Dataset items
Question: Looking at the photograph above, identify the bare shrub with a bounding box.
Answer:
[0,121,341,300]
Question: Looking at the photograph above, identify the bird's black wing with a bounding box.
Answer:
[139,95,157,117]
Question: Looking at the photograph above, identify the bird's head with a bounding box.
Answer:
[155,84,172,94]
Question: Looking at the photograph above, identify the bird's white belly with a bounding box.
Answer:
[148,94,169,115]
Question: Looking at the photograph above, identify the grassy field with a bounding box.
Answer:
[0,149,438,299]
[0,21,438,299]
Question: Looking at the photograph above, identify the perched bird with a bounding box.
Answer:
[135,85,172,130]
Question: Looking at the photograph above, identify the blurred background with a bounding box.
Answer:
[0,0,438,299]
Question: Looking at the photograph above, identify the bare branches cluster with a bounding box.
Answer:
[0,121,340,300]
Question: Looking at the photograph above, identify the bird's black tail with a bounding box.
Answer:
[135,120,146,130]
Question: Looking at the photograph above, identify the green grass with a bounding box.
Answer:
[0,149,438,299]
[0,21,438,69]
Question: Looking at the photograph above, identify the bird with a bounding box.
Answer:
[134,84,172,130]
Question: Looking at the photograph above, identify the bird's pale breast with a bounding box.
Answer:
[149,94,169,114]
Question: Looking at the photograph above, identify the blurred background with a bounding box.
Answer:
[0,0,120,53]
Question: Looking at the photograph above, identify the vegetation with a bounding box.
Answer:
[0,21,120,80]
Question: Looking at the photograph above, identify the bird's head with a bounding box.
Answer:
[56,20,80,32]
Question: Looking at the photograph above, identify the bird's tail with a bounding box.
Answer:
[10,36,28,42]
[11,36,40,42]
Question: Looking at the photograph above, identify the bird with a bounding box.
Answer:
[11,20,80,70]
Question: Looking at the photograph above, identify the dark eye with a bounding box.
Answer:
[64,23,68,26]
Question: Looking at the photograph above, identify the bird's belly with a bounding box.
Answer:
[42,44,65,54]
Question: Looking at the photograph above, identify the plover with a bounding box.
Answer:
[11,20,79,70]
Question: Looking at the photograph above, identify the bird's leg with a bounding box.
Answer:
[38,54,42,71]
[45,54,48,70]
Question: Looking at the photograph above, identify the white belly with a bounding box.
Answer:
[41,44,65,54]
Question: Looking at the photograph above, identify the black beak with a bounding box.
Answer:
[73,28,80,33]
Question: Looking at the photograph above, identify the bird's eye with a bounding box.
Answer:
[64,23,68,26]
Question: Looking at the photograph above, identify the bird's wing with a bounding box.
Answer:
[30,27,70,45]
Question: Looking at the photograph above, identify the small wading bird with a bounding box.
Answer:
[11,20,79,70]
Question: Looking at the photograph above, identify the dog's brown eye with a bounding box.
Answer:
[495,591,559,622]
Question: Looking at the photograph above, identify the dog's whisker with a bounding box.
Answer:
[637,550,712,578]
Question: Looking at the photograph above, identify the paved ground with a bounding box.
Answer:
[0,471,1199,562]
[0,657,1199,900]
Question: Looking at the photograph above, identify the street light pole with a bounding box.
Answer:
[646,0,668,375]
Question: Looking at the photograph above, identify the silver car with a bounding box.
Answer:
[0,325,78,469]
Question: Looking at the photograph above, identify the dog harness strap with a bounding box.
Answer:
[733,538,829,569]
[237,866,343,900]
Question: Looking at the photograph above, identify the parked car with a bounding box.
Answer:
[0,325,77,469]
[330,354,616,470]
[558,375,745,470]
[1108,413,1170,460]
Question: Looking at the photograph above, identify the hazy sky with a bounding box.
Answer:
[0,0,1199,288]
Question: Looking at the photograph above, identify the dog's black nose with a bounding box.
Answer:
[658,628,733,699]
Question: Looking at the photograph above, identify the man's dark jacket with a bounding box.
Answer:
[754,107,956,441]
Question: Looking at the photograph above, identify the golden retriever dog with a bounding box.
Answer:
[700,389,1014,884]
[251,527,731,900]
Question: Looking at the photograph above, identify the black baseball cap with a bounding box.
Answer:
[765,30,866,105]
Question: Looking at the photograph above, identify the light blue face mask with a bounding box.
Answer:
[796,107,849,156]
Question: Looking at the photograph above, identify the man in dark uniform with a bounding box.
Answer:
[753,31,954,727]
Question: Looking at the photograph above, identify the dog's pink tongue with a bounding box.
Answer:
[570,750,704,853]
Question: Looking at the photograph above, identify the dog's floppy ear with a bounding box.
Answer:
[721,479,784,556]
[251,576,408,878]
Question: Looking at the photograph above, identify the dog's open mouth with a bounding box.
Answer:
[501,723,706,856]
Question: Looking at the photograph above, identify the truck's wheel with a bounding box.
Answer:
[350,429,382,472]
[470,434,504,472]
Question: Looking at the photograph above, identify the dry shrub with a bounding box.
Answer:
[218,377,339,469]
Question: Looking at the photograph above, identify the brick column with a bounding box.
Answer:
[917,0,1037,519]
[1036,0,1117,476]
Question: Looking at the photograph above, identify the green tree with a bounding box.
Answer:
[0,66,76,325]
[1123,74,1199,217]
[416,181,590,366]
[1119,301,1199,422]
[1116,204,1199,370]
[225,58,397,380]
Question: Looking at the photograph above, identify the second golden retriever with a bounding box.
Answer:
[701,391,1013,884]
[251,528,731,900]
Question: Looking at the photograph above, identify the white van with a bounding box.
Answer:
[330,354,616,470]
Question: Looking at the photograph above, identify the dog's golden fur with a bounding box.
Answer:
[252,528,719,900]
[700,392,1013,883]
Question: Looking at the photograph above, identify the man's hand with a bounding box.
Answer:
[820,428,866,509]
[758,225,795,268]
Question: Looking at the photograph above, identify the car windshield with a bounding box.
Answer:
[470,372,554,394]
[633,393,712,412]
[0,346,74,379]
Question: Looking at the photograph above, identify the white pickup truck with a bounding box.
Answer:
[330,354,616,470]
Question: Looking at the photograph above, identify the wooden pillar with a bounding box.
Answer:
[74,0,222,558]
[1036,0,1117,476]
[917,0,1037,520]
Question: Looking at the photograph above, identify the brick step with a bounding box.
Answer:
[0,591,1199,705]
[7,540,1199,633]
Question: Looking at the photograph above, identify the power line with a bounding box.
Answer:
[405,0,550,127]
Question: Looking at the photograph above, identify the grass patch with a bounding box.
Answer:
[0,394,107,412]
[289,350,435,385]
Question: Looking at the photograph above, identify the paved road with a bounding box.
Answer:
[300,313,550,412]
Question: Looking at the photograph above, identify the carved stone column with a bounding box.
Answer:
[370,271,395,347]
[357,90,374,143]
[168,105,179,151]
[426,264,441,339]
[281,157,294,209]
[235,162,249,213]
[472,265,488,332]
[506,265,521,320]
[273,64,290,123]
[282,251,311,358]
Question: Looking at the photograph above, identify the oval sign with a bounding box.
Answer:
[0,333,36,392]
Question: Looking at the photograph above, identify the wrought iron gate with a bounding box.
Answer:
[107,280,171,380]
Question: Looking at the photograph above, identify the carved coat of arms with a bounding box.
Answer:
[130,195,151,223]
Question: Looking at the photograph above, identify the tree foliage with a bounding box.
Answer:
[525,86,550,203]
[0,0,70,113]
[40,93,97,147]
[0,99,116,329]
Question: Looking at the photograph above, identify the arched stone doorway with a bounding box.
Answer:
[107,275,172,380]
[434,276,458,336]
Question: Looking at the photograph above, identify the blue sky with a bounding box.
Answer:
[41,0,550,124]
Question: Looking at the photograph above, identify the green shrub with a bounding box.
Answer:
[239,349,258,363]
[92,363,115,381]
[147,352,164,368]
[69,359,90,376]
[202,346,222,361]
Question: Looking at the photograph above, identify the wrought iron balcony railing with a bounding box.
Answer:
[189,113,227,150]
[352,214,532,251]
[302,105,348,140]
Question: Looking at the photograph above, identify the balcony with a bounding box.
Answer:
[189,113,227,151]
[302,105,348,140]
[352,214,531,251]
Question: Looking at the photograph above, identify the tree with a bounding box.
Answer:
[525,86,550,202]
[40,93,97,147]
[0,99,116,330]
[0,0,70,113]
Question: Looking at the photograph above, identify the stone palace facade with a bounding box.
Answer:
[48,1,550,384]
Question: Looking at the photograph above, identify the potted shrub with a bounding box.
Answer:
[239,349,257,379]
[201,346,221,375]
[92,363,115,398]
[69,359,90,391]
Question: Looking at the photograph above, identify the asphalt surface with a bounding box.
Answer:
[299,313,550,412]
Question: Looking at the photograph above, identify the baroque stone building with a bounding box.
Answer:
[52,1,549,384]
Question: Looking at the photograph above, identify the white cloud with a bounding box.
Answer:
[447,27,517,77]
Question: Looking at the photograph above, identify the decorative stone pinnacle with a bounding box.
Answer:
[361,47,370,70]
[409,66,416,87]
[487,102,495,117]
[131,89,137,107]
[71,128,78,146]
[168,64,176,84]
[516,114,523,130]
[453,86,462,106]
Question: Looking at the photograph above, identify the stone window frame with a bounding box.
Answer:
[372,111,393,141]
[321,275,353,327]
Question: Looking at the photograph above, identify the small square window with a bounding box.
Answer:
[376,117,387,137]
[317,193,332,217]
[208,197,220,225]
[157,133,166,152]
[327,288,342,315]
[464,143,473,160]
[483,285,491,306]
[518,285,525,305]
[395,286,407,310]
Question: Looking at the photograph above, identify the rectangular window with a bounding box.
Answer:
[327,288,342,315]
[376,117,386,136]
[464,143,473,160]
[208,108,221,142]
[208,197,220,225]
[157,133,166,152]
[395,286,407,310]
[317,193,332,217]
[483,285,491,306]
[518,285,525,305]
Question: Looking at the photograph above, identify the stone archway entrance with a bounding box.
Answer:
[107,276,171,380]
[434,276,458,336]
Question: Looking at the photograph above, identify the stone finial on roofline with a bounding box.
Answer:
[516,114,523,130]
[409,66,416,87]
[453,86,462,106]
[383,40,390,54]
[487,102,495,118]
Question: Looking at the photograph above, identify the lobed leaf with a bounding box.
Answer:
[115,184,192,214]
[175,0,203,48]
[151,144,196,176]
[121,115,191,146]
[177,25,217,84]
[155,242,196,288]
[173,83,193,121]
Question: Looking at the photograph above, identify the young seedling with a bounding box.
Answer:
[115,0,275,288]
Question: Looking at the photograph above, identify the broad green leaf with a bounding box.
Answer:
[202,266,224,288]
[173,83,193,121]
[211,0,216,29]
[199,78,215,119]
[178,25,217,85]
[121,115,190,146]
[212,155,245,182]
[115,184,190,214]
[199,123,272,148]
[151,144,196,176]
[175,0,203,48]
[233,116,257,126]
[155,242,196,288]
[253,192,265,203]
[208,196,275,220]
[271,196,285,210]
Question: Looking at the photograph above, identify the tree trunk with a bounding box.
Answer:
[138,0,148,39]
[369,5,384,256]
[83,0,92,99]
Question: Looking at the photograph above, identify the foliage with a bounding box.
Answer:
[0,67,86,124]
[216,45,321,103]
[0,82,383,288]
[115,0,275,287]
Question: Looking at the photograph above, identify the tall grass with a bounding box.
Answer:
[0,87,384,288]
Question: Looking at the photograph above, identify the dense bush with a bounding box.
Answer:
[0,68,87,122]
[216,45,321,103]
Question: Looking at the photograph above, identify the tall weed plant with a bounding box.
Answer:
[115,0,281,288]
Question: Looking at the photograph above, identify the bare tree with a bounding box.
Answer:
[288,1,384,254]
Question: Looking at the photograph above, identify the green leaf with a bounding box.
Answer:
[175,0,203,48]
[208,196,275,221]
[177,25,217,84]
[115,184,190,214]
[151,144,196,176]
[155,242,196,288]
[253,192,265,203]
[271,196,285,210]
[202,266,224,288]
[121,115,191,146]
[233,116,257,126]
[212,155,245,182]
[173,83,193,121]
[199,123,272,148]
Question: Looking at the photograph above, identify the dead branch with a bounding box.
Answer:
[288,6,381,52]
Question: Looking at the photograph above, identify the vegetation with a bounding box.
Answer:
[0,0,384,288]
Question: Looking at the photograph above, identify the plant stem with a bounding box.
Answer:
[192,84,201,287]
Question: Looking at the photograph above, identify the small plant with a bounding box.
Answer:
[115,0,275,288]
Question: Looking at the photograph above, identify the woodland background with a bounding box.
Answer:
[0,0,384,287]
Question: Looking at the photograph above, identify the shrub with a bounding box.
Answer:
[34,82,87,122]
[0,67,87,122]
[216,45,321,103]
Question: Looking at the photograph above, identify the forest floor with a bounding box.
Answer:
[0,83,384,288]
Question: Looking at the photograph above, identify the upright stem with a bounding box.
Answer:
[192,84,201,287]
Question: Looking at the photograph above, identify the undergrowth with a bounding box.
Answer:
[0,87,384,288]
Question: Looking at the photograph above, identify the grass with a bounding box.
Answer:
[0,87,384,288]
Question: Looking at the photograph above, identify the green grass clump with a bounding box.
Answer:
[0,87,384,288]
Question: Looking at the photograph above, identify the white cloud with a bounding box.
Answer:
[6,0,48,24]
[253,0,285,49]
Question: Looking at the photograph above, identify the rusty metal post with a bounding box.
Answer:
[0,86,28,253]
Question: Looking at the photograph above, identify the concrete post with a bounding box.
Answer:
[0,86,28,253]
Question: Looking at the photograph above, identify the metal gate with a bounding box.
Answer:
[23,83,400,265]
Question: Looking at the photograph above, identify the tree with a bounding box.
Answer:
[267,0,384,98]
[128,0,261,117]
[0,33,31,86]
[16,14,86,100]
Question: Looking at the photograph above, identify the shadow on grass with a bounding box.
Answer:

**Exercise requirements**. Can you reproduce the lines of the items above word for word, starting at the line containing "arms with a bounding box." and ending at the line containing "[130,195,151,223]"?

**Problem solution**.
Question: Looking at the photograph above, identify the carved coat of arms with a bounding box.
Answer:
[130,195,151,223]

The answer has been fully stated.